> _Bloco de texto_:
# # # # # # #
Um convite à viagem: olhar a cidade com outros olhos

O primeiro livro de Amosse Mucavele, “Geografia do Olhar. Ensaio fotográfico sobre a cidade” , publicado no inicio de 2017, inaugura a coleção Filhos do Vento, exclusivamente dedicada à poesia, que se inscreve no projecto esboçado por Mbate Pedro (Cavalo do Mar edições, Maputo, Moçambique), para dar expressão aos autores moçambicanos, de diferentes géneros literários. O titulo tão sugestivo e o interesse do conteúdo talvez merecesse uma organização mais cuidada, sobretudo um índice completo, para facilitar a leitura, embora tal pormenor não faça diminuir a qualidade nem o interesse da obra.

Entre as múltiplas leituras a que o livro se presta tocou-me o convite implícito à viagem pela geografia intima do autor, que nos guia pelos lugares, reais e imaginários, que feriram a sua sensibilidade poética, situados tanto aquém como além das suas fronteiras naturais. O autor está focado na cidade, propondo uma viagem no espaço e no tempo, como “um rio calado pelo tempo” (22), onde se sedimentam registos intemporais das suas memórias e quotidianas deambulações. O olhar pessoal balança, pois, entre reflexões sobre a cidade, do conceito mais abstrato às vivências mais pessoais, fazendo forte zoom sobre Maputo e Lisboa.
# # # # # # #
> _Registos de anotação de segmentação_:
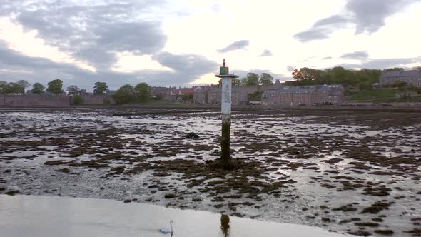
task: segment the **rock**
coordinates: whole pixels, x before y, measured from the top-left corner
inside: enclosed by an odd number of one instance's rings
[[[199,135],[194,132],[191,132],[184,135],[184,137],[188,139],[198,139]]]

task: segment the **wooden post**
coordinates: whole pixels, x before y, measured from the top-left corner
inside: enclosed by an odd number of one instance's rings
[[[230,153],[230,131],[231,127],[231,89],[232,80],[238,76],[229,74],[229,69],[225,66],[223,59],[223,66],[219,69],[219,75],[216,77],[222,79],[222,94],[220,110],[222,114],[222,136],[220,139],[220,159],[223,166],[229,168],[231,156]]]

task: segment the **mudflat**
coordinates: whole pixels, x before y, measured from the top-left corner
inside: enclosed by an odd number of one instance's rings
[[[152,203],[356,235],[421,232],[421,113],[0,111],[0,193]],[[123,114],[123,116],[113,116]],[[187,138],[194,132],[198,138]]]

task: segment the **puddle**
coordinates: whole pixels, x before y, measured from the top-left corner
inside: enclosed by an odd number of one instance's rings
[[[1,236],[334,237],[321,228],[106,199],[0,195]]]

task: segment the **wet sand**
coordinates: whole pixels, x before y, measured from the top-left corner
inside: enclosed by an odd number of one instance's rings
[[[361,236],[421,231],[421,113],[3,109],[0,193],[151,203]],[[143,111],[144,112],[144,111]],[[169,112],[169,113],[166,113]],[[198,139],[184,135],[195,132]]]
[[[0,195],[0,229],[8,237],[340,237],[318,228],[113,200]],[[158,230],[170,229],[173,235]],[[18,228],[17,228],[18,227]]]

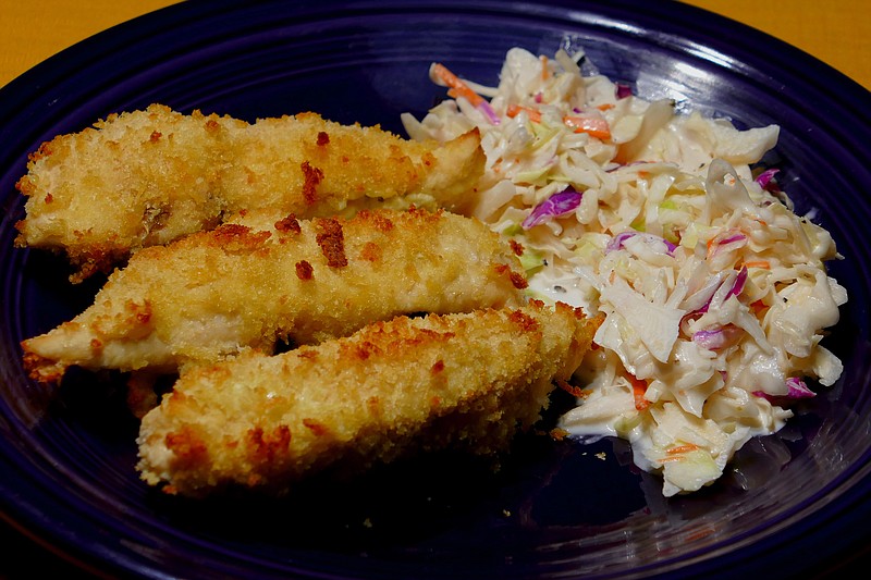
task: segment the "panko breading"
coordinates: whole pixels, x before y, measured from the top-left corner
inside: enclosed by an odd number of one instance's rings
[[[243,347],[271,351],[280,340],[346,336],[396,314],[524,301],[515,250],[474,219],[419,209],[262,215],[133,255],[91,307],[22,343],[30,375],[57,381],[73,365],[175,371]]]
[[[168,493],[226,485],[284,492],[419,451],[507,451],[598,320],[563,304],[377,322],[275,356],[184,372],[143,419],[138,470]]]
[[[477,131],[444,145],[316,113],[246,123],[152,104],[30,157],[19,246],[64,251],[81,281],[240,210],[333,215],[407,197],[458,210],[483,172]]]

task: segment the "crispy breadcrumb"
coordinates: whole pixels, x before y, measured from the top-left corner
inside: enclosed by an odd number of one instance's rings
[[[504,452],[553,382],[575,371],[598,321],[530,303],[398,317],[275,356],[246,351],[183,372],[145,416],[142,478],[173,494],[226,485],[285,492],[409,453]]]
[[[518,258],[481,222],[363,210],[310,221],[246,212],[136,252],[83,313],[22,343],[37,381],[65,369],[175,371],[277,341],[311,344],[376,320],[518,305]]]
[[[458,210],[483,172],[477,132],[444,145],[315,113],[246,123],[152,104],[30,156],[19,246],[65,252],[74,282],[243,209],[298,217],[404,202]]]

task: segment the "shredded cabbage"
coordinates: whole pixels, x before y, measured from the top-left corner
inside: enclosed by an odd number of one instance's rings
[[[403,123],[442,141],[478,127],[487,172],[470,213],[524,248],[531,296],[604,314],[561,427],[624,437],[664,495],[692,492],[813,396],[803,379],[841,375],[820,345],[847,300],[824,267],[841,256],[792,211],[776,169],[755,176],[776,125],[677,114],[585,75],[581,58],[511,49],[498,87],[467,82]]]

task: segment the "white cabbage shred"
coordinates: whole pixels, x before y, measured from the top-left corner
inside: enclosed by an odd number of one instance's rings
[[[417,139],[478,127],[487,173],[471,214],[523,246],[531,296],[604,314],[561,427],[624,437],[664,495],[692,492],[785,424],[790,398],[813,395],[805,379],[841,375],[820,345],[847,300],[824,267],[839,256],[751,170],[776,125],[676,114],[582,76],[581,58],[514,48],[498,87],[467,84],[489,100],[452,91],[402,119]],[[563,193],[579,194],[574,209],[524,225]]]

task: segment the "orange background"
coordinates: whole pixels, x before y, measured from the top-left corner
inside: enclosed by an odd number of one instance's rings
[[[173,0],[0,0],[0,86],[102,29]],[[867,0],[687,0],[817,57],[871,89]]]

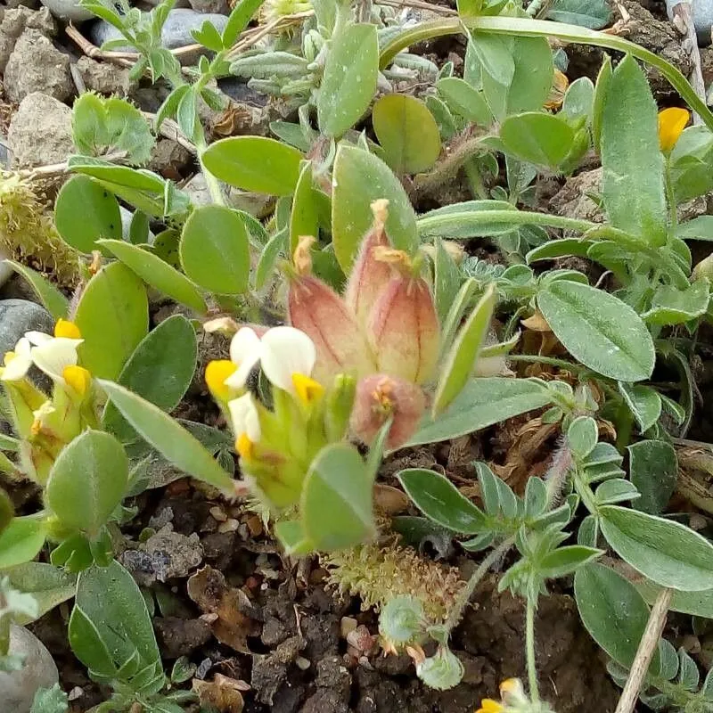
# # # # # # #
> _Enunciado 1_:
Responde, com base no texto sobre o livro de Amosse Mucavele:
(a) Quando foi publicado o livro?
(b) A que género é exclusivamente dedicada a coleção Filhos do Vento?
(c) Sobre que duas cidades o olhar pessoal do autor faz forte zoom?
> _Enunciado 2_:
Enumera todas as linhas dos registos que contêm a palavra "cabbage". As maiúsculas e minúsculas contam.

> _Resolução 1_:
(a) No início de 2017.
(b) À poesia.
(c) Maputo e Lisboa.

> _Resolução 2_:
task: segment the "shredded cabbage"
task: segment the "white cabbage shred"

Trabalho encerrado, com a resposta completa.